— Text section —
--

Forward Momentum

Does growth take movement? This is a question I’ve been asking myself a lot lately. I often think about the different ways that I can grow in my life and this is one of the more difficult questions I’ve wrestled with.  As my wife and I talk over coffee, we briefly discuss our upcoming move further north. Though my wife is bravely taking on a long commute so she can keep her job, it is inevitable for me to find a new job or transfer to another store location which I am both nervous and excited for the change in my life…but mostly nervous. Despite the fact that I often think about ways in which I can grow, the idea of growth also terrifies me because it requires a step out of my comfort zone - maybe you can relate.

I believe growth is unavoidable and actually instinctual in our human nature to crave some form of growth in our lives. What we often forget is that there are different ways in which we can prepare ourselves. Muscles and our brain need exercise and healthy habits for proper growth and nourishment just like plants need plenty of sun, water, and good soil to be nourished. So, what are you doing to nourish your soul, mind and body to prepare for growth in your life?

When I was little, my parents were a constant encouragement to me. I was blessed with parents who truly cared for me and my well-being. Perhaps you heard your parents or others say: “You can be anything you want to!” or “The sky’s the limit!” I know I did. Looking back on this now, however, I feel a bit like Icarus flying too close to the sun. These comments became my wax-wings that only melted as I came to believe that my identity was dependent on what I did for a living and that if I didn’t meet those expectations of greatness that my life was somehow unfulfilled. This wasn’t my parents’ intention and I was affirmed throughout my life that they would be proud of me no matter what I did, yet the bar was set for success in my mind. I don’t blame my parents for encouraging me in those ways as I realize now that it was the expectations I put in place, and not theirs, that caused me to fall.

--

— Provided entries —
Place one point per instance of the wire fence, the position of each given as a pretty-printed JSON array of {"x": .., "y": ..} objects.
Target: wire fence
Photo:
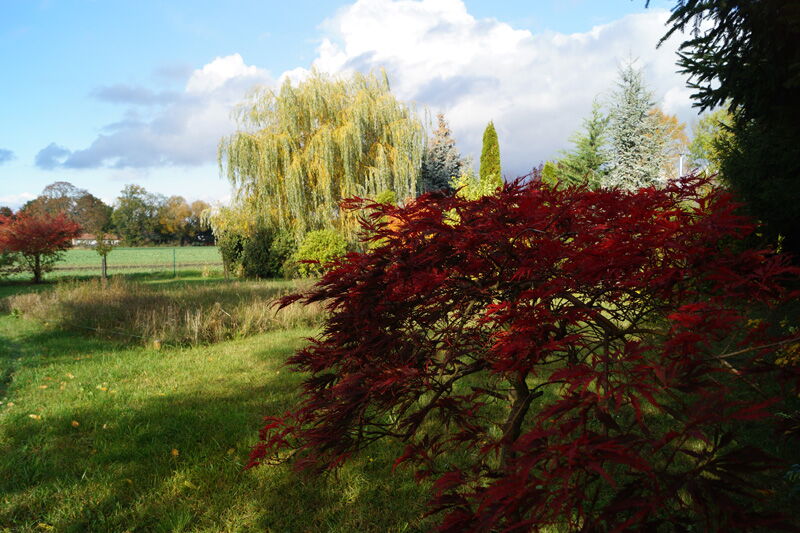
[{"x": 132, "y": 260}]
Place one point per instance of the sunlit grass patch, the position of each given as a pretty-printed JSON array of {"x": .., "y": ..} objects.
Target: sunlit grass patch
[
  {"x": 161, "y": 440},
  {"x": 166, "y": 313}
]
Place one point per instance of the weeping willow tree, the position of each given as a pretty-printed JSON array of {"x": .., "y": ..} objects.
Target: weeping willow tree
[{"x": 301, "y": 150}]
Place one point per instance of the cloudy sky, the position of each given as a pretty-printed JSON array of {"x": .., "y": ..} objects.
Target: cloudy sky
[{"x": 102, "y": 94}]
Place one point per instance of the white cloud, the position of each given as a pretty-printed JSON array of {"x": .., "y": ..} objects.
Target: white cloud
[
  {"x": 536, "y": 88},
  {"x": 15, "y": 201},
  {"x": 174, "y": 129},
  {"x": 221, "y": 71}
]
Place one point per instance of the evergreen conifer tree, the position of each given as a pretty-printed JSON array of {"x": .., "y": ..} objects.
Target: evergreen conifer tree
[
  {"x": 637, "y": 138},
  {"x": 441, "y": 161},
  {"x": 490, "y": 158}
]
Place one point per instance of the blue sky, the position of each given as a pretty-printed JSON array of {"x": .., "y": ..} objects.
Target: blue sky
[{"x": 102, "y": 94}]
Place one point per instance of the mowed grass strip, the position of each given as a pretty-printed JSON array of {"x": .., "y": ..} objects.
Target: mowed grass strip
[
  {"x": 99, "y": 437},
  {"x": 124, "y": 256}
]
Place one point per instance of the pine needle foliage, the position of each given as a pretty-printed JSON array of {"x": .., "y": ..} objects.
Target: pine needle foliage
[
  {"x": 490, "y": 172},
  {"x": 301, "y": 150},
  {"x": 636, "y": 136},
  {"x": 442, "y": 161}
]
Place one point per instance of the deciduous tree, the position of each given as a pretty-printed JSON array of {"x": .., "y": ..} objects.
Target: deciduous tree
[
  {"x": 135, "y": 215},
  {"x": 37, "y": 240},
  {"x": 676, "y": 142},
  {"x": 710, "y": 136},
  {"x": 554, "y": 358},
  {"x": 301, "y": 150},
  {"x": 587, "y": 162}
]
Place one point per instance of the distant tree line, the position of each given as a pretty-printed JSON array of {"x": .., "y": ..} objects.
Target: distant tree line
[{"x": 137, "y": 217}]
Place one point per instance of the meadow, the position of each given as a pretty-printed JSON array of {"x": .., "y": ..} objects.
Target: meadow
[
  {"x": 99, "y": 434},
  {"x": 124, "y": 260}
]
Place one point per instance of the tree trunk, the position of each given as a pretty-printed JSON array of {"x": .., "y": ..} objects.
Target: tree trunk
[{"x": 37, "y": 268}]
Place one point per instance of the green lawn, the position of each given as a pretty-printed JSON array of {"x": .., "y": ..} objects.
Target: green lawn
[
  {"x": 95, "y": 436},
  {"x": 86, "y": 262}
]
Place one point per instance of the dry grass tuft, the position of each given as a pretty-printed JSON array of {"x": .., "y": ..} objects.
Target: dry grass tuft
[{"x": 183, "y": 314}]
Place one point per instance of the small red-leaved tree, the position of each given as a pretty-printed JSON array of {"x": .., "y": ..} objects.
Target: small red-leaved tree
[
  {"x": 37, "y": 240},
  {"x": 565, "y": 358}
]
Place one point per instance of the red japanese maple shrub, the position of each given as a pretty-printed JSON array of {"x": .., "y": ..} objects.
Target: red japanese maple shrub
[
  {"x": 37, "y": 240},
  {"x": 565, "y": 358}
]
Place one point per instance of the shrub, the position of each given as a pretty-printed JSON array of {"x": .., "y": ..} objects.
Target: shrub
[
  {"x": 282, "y": 253},
  {"x": 257, "y": 254},
  {"x": 318, "y": 249},
  {"x": 230, "y": 246},
  {"x": 552, "y": 358}
]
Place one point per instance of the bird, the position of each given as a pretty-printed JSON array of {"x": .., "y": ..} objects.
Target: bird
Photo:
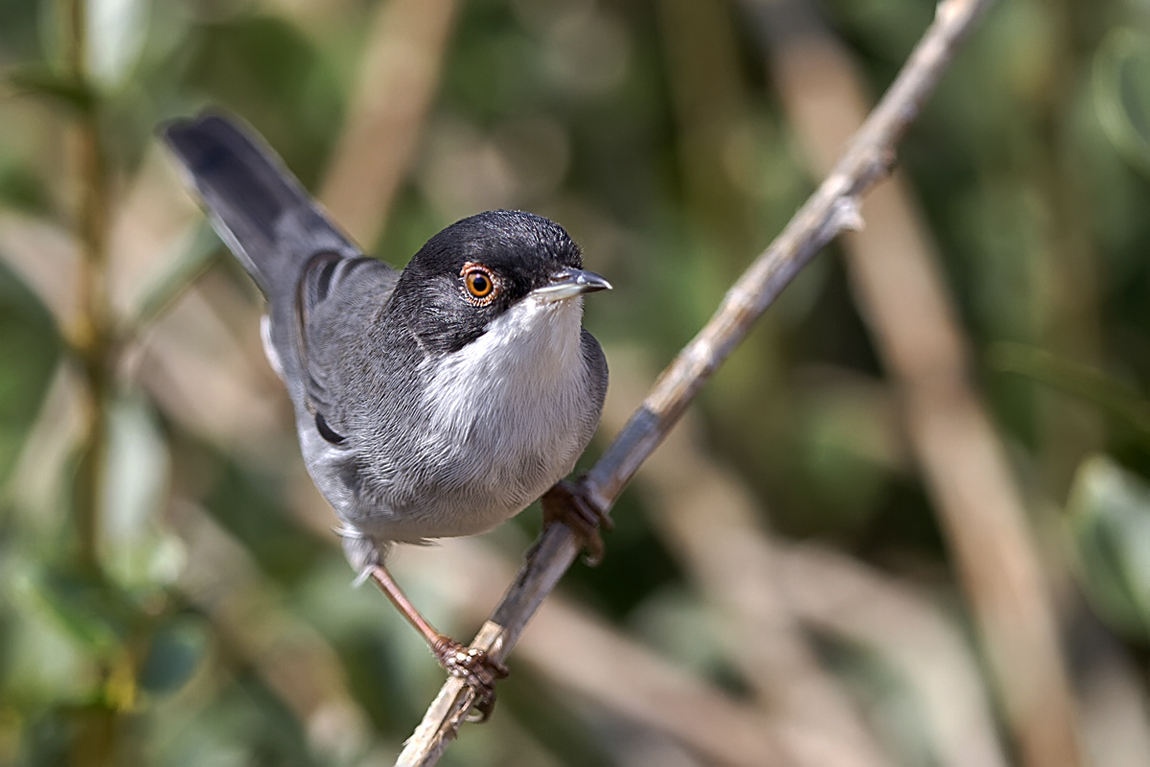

--

— What is asked —
**A.** Copy the entries word for word, beginning at the line that contains "Place one point per instance of the deciduous" and stopping after the last line of the entries. Leave out the pictures.
**B.** Carry the essay on growth forward from the point where it stops.

— Answers below —
**A.**
Place one point per instance of the deciduous tree, the position of each given as a pretty-printed JSON array of {"x": .., "y": ..} objects.
Target: deciduous tree
[
  {"x": 135, "y": 215},
  {"x": 37, "y": 240},
  {"x": 676, "y": 142},
  {"x": 710, "y": 136},
  {"x": 554, "y": 358},
  {"x": 301, "y": 150},
  {"x": 587, "y": 162}
]
Place one point per instance of the distant tree line, the position of each given as a pretty-printed JSON array of {"x": .., "y": ..} objects.
Target: distant tree line
[{"x": 137, "y": 217}]
Place one point per instance of the meadow, the position of each given as a pretty-printed JSON array of {"x": .., "y": ..} objects.
Target: meadow
[
  {"x": 99, "y": 434},
  {"x": 124, "y": 260}
]
Place one point per instance of the tree trunk, the position of each given as a pretty-printed JSON array of {"x": .., "y": ..} objects.
Target: tree trunk
[{"x": 37, "y": 268}]
Place one point per instance of the green lawn, the position of each given as a pretty-printed JSON array of {"x": .., "y": ..} objects.
Target: green lawn
[
  {"x": 95, "y": 436},
  {"x": 86, "y": 262}
]
Place one point per instance of the dry grass tuft, the position of each given as a pretty-printed JSON array of {"x": .., "y": ..} objects.
Target: dry grass tuft
[{"x": 183, "y": 314}]
Place one point per instance of the small red-leaved tree, the position of each given as a pretty-printed JSON array of {"x": .., "y": ..} objects.
Target: small red-leaved tree
[
  {"x": 37, "y": 240},
  {"x": 565, "y": 358}
]
Place one point per instance of the red japanese maple shrub, the position of each given as a pretty-printed JSON array of {"x": .., "y": ..} objects.
Target: red japanese maple shrub
[
  {"x": 37, "y": 240},
  {"x": 565, "y": 358}
]
Place one point per instance of the shrub, the position of each given as a pretty-printed JSON array of {"x": .., "y": ..} objects.
Target: shrub
[
  {"x": 282, "y": 253},
  {"x": 257, "y": 254},
  {"x": 318, "y": 249},
  {"x": 230, "y": 246},
  {"x": 552, "y": 358}
]
Place one point per instance of the bird, the position of each given as a pretty-printed JSON array of {"x": .., "y": ..} objects.
Target: bird
Photo:

**B.**
In the last article I wrote, I talked a little about my experience with counseling.  I went through a long period of anger, depression and disappointment about not doing what I believed I was destined to do; some sort of work that truly put meaning into my existence. I’m happy to say that counseling was the blessing that I needed in my life to start the healing process and, using a plant analogy, begin tilling the soil of my life to allow the seeds to grow.

Now, to answer my initial question: I do believe that growth requires movement. I couldn’t have come out of my significant depression unless I had movement in my life. I will say that “movement” means something different for each of us and I would be remiss to say otherwise. So, what have I been doing to nourish my soul, mind and body to prepare myself for growth? I’ve continued counseling, spent time doing things I enjoy such as reading and writing, I have conversations with those that I love and I make a point to ask what I can do for my wife rather than what she can do for me. Whether we realize it or not, stagnation can be a selfish pursuit because not only do we prevent ourselves from growth, we begin to isolate ourselves from others and keep ourselves from knowing or being known by others.  This has been a significant struggle and required a lot of intentionality on my part. I’ve had to really force myself to change the way in which I perceive what is truly important in my life. Is it more important to be content with what I do for a living, or what I live to do? Do I want to be engrossed with what I want to be or who I want to be? Is joy synonymous with vocation? Is my career so important that I’m willing to sacrifice what is truly important to me such as spending time with family or being present for a friend in need?

These questions are tough – trust me, I’ve wrestled with them - but my intention is to be encouraging and to prompt you to ask the tough questions and re-define the way in which you nourish growth in your life. As I said before: I do believe that growth requires movement and I also believe that this looks different for everyone.

I hope that you will take the time today to challenge yourself to grow. Challenge yourself to seek the right nourishment in your life and don’t allow yourself to be discouraged by the difficulties and trials you may face while in this pursuit.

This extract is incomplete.